### Challenge
From the excerpt on visualizing the generator model, write out word for word the passage that begins at "#create folder to" and stops after "generator.summary()".

Visualizing the Generator Model

#create instance of generator model
generator = build_generator_model()
#create folder to save summary if not created
create_dir(model_summary_folder)
#create png file of the summary with states and save to the designated folder
tf.keras.utils.plot_model(generator, to_file=model_summary_folder+'generator_model.png', show_shapes=True, show_layer_names=True,rankdir='TB')
# show the summary of generator model
generator.summary()

Directory  /content/gdrive/My Drive/AnimeGAN/models_summary/  already exists
Model: "sequential_2"
_________________________________________________________________
Layer (type)                 Output Shape              Param #   
=================================================================
dense_3 (Dense)              (None, 32768)             3276800   
_________________________________________________________________
batch_normalization_7 (Batch (None, 32768)             131072    
_________________________________________________________________
leaky_re_lu_7 (LeakyReLU)    (None, 32768)             0         
_________________________________________________________________
reshape_1 (Reshape)          (None, 8, 8, 512)         0         
_________________________________________________________________
conv2d_transpose_3 (Conv2DTr (None, 16, 16, 256)       3276800   
_________________________________________________________________
batch_normalization_8 (Batch (None, 16, 16, 256)       1024      
_________________________________________________________________
leaky_re_lu_8 (LeakyReLU)    (None, 16, 16, 256)       0         
_________________________________________________________________
dropout_3 (Dropout)          (None, 16, 16, 256)       0         
_________________________________________________________________
conv2d_transpose_4 (Conv2DTr (None, 32, 32, 128)       819200    
_________________________________________________________________
batch_normalization_9 (Batch (None, 32, 32, 128)       512       
_________________________________________________________________
leaky_re_lu_9 (LeakyReLU)    (None, 32, 32, 128)       0         
_________________________________________________________________
dropout_4 (Dropout)          (None, 32, 32, 128)       0         
_________________________________________________________________
conv2d_transpose_5 (Conv2DTr (None, 64, 64, 64)        204800    
_________________________________________________________________
batch_normalization_10 (Batc (None, 64, 64, 64)        256       
_________________________________________________________________
leaky_re_lu_10 (LeakyReLU)   (None, 64, 64, 64)        0         
_________________________________________________________________
dropout_5 (Dropout)          (None, 64, 64, 64)        0         
_________________________________________________________________
dense_4 (Dense)              (None, 64, 64, 3)         192       
=================================================================
Total params: 7,710,656
Trainable params: 7,644,224
Non-trainable params: 66,432
_________________________________________________________________

#plot a model graph that can make more complex models easier to understand.
display.Image(filename=model_summary_folder+'generator_model.png')

#pass the noise vectro to the instance to generate a fake image
generated_image = generator(NOISE, training=False)
print(f'Shape of generated array: {generated_image.shape}')
print('---------------------------------------------------------------------------------------------------')


print('Displaying Image:')

### Entries
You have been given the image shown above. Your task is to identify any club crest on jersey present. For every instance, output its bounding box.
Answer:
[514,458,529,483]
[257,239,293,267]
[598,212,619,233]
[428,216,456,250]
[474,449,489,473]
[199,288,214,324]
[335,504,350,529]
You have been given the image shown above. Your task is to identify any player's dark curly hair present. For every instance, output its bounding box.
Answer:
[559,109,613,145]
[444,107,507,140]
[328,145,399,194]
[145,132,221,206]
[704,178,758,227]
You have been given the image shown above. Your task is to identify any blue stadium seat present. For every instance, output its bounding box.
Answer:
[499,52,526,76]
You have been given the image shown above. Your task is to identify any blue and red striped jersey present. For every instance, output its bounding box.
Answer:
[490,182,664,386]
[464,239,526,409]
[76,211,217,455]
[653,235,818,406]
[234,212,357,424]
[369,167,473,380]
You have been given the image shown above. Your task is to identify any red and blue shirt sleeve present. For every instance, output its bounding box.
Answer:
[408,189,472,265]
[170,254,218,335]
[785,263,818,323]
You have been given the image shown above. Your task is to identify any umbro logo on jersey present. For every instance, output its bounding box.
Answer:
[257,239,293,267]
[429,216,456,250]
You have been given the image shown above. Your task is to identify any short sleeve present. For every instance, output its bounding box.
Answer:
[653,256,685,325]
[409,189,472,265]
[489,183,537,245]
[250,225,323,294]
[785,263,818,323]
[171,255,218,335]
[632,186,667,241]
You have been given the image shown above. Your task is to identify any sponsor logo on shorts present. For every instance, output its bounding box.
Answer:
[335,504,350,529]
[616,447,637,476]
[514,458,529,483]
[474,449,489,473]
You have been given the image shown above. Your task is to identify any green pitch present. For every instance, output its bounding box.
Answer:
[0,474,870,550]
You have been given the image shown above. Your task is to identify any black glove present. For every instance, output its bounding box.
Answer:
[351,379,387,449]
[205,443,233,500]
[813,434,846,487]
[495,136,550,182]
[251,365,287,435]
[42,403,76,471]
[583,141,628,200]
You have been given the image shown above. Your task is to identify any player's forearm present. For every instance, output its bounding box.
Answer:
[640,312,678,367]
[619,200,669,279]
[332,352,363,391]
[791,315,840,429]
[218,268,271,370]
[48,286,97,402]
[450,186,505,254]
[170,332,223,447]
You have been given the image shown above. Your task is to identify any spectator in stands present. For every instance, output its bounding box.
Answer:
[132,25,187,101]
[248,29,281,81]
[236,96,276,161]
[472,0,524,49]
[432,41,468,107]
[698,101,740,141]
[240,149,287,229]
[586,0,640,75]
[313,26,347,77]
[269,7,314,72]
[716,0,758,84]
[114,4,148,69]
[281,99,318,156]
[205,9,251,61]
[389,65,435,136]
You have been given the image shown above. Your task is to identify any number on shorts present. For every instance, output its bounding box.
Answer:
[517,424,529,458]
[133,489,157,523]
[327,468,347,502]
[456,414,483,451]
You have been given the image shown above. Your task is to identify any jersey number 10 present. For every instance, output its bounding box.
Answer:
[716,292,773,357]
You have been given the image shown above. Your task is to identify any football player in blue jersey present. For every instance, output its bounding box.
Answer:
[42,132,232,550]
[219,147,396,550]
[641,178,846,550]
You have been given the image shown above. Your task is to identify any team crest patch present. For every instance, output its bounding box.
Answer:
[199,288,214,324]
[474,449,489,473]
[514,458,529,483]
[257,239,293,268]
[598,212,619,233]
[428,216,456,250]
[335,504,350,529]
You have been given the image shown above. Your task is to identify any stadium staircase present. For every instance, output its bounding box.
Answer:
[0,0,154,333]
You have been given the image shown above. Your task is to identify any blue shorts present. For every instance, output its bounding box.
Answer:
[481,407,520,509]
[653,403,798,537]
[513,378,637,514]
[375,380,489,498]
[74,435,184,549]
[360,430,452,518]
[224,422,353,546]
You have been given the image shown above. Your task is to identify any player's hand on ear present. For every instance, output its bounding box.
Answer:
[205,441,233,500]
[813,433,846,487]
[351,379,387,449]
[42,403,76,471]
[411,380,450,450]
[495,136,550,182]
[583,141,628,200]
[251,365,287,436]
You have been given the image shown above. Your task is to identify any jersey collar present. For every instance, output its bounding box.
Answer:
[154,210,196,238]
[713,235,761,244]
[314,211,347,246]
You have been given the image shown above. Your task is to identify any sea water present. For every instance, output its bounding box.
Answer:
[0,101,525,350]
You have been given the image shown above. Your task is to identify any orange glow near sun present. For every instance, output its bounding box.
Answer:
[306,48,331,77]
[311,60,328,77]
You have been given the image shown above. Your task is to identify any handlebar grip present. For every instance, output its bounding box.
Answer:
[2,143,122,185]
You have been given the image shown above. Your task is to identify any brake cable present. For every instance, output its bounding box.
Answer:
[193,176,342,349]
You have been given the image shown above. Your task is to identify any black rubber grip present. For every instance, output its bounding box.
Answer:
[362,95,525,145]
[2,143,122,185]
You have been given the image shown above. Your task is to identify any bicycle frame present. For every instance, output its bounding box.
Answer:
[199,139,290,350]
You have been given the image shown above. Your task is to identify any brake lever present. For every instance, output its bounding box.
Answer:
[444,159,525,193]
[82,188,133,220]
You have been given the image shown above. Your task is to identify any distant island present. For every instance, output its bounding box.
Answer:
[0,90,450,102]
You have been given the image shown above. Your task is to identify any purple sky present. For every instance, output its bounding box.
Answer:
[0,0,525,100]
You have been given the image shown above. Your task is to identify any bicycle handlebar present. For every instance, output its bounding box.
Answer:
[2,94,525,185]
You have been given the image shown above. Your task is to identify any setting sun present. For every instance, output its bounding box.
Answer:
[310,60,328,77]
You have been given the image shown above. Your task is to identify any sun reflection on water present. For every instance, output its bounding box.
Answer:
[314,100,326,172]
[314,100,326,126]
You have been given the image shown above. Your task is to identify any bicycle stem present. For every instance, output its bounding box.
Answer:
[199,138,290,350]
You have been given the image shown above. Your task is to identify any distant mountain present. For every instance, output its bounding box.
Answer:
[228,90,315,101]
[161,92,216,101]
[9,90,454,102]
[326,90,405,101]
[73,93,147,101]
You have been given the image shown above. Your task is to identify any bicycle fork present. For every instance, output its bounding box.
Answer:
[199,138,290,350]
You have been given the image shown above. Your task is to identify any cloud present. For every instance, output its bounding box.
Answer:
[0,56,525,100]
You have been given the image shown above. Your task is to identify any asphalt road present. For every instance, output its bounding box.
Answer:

### Answer to the exercise
#create folder to save summary if not created
create_dir(model_summary_folder)
#create png file of the summary with states and save to the designated folder
tf.keras.utils.plot_model(generator, to_file=model_summary_folder+'generator_model.png', show_shapes=True, show_layer_names=True,rankdir='TB')
# show the summary of generator model
generator.summary()